[start Data for this task]
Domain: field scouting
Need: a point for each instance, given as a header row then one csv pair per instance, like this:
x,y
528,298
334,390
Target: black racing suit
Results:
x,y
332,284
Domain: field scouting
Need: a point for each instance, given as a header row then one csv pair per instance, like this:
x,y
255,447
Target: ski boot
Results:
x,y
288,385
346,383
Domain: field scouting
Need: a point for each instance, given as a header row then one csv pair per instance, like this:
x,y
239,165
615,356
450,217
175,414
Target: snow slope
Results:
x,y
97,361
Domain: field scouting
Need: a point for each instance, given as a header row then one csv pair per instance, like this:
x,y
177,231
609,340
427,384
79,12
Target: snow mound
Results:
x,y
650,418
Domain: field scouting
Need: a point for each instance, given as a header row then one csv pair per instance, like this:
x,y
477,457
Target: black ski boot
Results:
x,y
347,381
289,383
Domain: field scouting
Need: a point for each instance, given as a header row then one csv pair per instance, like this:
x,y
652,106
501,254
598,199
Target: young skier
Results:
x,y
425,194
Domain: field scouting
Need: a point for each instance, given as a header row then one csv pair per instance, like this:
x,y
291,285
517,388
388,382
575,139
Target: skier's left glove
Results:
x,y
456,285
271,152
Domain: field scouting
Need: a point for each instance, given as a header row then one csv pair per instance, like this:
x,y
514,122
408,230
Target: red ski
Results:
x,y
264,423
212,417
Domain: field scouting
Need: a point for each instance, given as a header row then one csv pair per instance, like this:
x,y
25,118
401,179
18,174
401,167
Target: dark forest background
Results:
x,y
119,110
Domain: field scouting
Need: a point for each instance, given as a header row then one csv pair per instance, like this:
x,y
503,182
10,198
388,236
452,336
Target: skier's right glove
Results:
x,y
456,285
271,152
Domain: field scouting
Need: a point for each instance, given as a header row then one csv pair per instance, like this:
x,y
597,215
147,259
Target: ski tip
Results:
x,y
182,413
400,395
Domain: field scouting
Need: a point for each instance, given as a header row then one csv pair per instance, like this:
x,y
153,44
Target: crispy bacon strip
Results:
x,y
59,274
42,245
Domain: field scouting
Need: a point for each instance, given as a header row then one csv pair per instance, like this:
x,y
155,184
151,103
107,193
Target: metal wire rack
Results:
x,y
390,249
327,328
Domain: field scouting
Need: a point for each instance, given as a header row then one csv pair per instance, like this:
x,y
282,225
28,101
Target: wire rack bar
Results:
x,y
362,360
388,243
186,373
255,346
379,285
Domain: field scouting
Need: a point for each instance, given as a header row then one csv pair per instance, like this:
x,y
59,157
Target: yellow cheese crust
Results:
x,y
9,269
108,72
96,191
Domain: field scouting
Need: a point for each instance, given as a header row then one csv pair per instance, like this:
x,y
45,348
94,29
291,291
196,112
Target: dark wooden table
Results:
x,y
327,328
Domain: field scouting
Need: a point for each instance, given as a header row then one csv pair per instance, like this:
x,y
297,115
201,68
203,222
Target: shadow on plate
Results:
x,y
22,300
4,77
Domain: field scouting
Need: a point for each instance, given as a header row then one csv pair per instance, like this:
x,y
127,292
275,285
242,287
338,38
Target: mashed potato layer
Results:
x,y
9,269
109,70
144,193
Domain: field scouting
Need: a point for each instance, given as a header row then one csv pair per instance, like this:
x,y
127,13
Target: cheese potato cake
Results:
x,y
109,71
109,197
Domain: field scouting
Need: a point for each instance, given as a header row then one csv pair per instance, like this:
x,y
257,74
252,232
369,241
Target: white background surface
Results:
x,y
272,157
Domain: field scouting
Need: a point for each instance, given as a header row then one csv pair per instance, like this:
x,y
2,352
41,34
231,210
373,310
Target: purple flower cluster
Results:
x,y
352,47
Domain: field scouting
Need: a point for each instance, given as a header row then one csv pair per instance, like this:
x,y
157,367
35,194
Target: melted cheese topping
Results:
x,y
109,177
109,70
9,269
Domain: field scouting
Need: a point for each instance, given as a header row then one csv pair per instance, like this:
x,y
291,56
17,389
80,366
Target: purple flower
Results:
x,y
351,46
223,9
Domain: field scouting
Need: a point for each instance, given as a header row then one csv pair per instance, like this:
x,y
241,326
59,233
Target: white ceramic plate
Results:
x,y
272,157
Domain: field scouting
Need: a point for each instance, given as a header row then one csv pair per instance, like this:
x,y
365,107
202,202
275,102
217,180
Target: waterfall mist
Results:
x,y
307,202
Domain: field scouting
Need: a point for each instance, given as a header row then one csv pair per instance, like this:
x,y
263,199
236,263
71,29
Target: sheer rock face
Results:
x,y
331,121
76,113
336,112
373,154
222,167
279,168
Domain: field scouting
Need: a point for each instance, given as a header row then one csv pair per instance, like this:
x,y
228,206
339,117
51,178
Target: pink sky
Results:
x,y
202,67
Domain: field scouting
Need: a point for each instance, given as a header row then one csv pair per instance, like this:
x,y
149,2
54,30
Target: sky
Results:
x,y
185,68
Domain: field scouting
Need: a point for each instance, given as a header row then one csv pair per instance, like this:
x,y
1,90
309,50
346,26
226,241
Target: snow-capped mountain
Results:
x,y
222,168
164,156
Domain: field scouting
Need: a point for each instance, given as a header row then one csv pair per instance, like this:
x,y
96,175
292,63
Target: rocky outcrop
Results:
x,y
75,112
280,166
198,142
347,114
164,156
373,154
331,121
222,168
[end Data for this task]
Written instruction
Faithfully transcribe the whole of the data.

Reply
Domain: field scouting
Need: a point for each instance, given as a header row then one csv pair per instance, like this:
x,y
528,298
334,390
Target: black racing suit
Results:
x,y
332,284
Domain: field scouting
Need: a point for each instance, given as a header row then one csv pair per instance, like this:
x,y
255,447
Target: ski boot
Results:
x,y
288,385
346,383
Domain: field scouting
Need: a point for each instance, given as a header row then one csv pair per instance, like this:
x,y
239,165
615,356
450,217
175,414
Target: snow slope
Results:
x,y
97,361
Domain: field scouting
Need: a point for each instance, given as a header row then one csv pair per instance, like this:
x,y
177,231
609,340
427,384
79,12
Target: snow mound
Results:
x,y
650,418
Domain: field scouting
Need: a point for each instance, given as a header row then one csv pair per instance, like this:
x,y
477,457
Target: black ski boot
Results:
x,y
347,381
289,383
Domain: field scouting
Need: a point for each instance, given as a header row then one csv pair per instance, like this:
x,y
652,106
501,254
598,199
Target: young skier
Results:
x,y
425,194
Domain: field scouting
Need: a point for each instance, given as a header row then one csv pair per instance, like this:
x,y
291,285
517,388
388,382
575,139
Target: skier's left glove
Results:
x,y
456,285
271,152
Domain: field scouting
Need: a point for each instance, given as a header row then one csv pair per instance, like this:
x,y
514,122
408,230
Target: red ski
Results:
x,y
264,423
212,417
Domain: field scouting
Need: a point for each instance, given as a header row then one csv pair per instance, like this:
x,y
25,118
401,179
18,174
401,167
Target: dark forest background
Results:
x,y
119,110
Domain: field scouting
Need: a point for each instance, given as a header row then one csv pair per instance, like this:
x,y
503,182
10,198
388,236
452,336
Target: skier's right glove
Results:
x,y
456,285
271,152
Domain: field scouting
Need: a point for each instance, given as a header row then one csv pair per instance, like this:
x,y
597,215
147,259
Target: ski tip
Results:
x,y
182,413
400,395
Domain: field scouting
Need: a point for each instance, given as a header row then one csv pair per instance, like this:
x,y
153,44
Target: crispy bacon strip
Results:
x,y
59,274
42,245
Domain: field scouting
Need: a point for each instance, given as a header row then one csv pair per instance, like this:
x,y
155,184
151,103
107,193
Target: metal wire rack
Results:
x,y
390,249
327,328
Domain: field scouting
Need: a point for each instance, given as a header row then one csv pair per instance, like this:
x,y
282,225
28,101
Target: wire rack bar
Results:
x,y
362,360
388,243
186,373
255,346
379,285
Domain: field scouting
Need: a point for each instance, given as a header row then one csv pair per instance, like this:
x,y
59,157
Target: yellow cheese crust
Results:
x,y
9,269
108,72
96,191
Domain: field scouting
Need: a point for each instance, given as a header row then one csv pair per instance, like this:
x,y
45,348
94,29
291,291
196,112
Target: dark wooden table
Results:
x,y
327,328
Domain: field scouting
Need: a point for each instance, given as a header row then one csv pair per instance, like this:
x,y
297,115
201,68
203,222
Target: shadow on plate
Results:
x,y
22,300
4,77
Domain: field scouting
Need: a point for each instance, given as a header row then one csv pair per instance, like this:
x,y
127,292
275,285
242,287
338,38
Target: mashed potato layer
Results:
x,y
9,269
109,70
144,193
Domain: field scouting
Need: a point for each instance, given as a header row then one csv pair per instance, like this:
x,y
127,13
Target: cheese potato cake
Results:
x,y
109,71
109,197
Domain: field scouting
Need: a point for each instance, given as a header row then one csv pair per instance, like this:
x,y
257,74
252,232
369,241
Target: white background surface
Results:
x,y
272,157
Domain: field scouting
Need: a point for each instance, given as a header row then one csv pair per instance, like this:
x,y
2,352
41,34
231,210
373,310
Target: purple flower cluster
Results:
x,y
352,47
Domain: field scouting
Need: a point for each instance, given as a header row then one csv pair per instance, like this:
x,y
157,367
35,194
Target: melted cheese topping
Results:
x,y
109,177
109,70
9,269
Domain: field scouting
Need: a point for each instance, given as a header row then one csv pair per instance, like this:
x,y
291,56
17,389
80,366
Target: purple flower
Results:
x,y
351,46
223,9
Domain: field scouting
Need: a point for each instance, given as a header row then one csv pair per instance, like this:
x,y
241,326
59,233
Target: white ceramic plate
Results:
x,y
272,157
Domain: field scouting
Need: a point for each instance, given as a header row then one csv pair per instance, like this:
x,y
365,107
202,202
275,102
217,180
Target: waterfall mist
Results:
x,y
307,202
Domain: field scouting
Need: a point for each instance, given as a header row then one csv pair per instance, like this:
x,y
263,199
236,263
71,29
Target: sheer rock face
Results:
x,y
331,121
76,113
336,112
373,154
222,167
279,168
Domain: field scouting
Need: a point for each instance, given as a header row then one csv pair per instance, like this:
x,y
228,206
339,117
51,178
Target: pink sky
Results:
x,y
202,67
Domain: field scouting
Need: a point for each instance, given as a header row then one csv pair per instance, like this:
x,y
149,2
54,30
Target: sky
Results:
x,y
185,68
Domain: field scouting
Need: a point for each instance, given as a header row then one csv pair per instance, like this:
x,y
1,90
309,50
346,26
226,241
Target: snow-capped mountain
Results:
x,y
222,168
164,156
Domain: field scouting
Need: a point for each instance, given as a header row then one csv pair per instance, like this:
x,y
96,175
292,63
Target: rocky outcrop
Results:
x,y
75,112
280,166
198,142
347,114
164,156
373,154
331,121
222,168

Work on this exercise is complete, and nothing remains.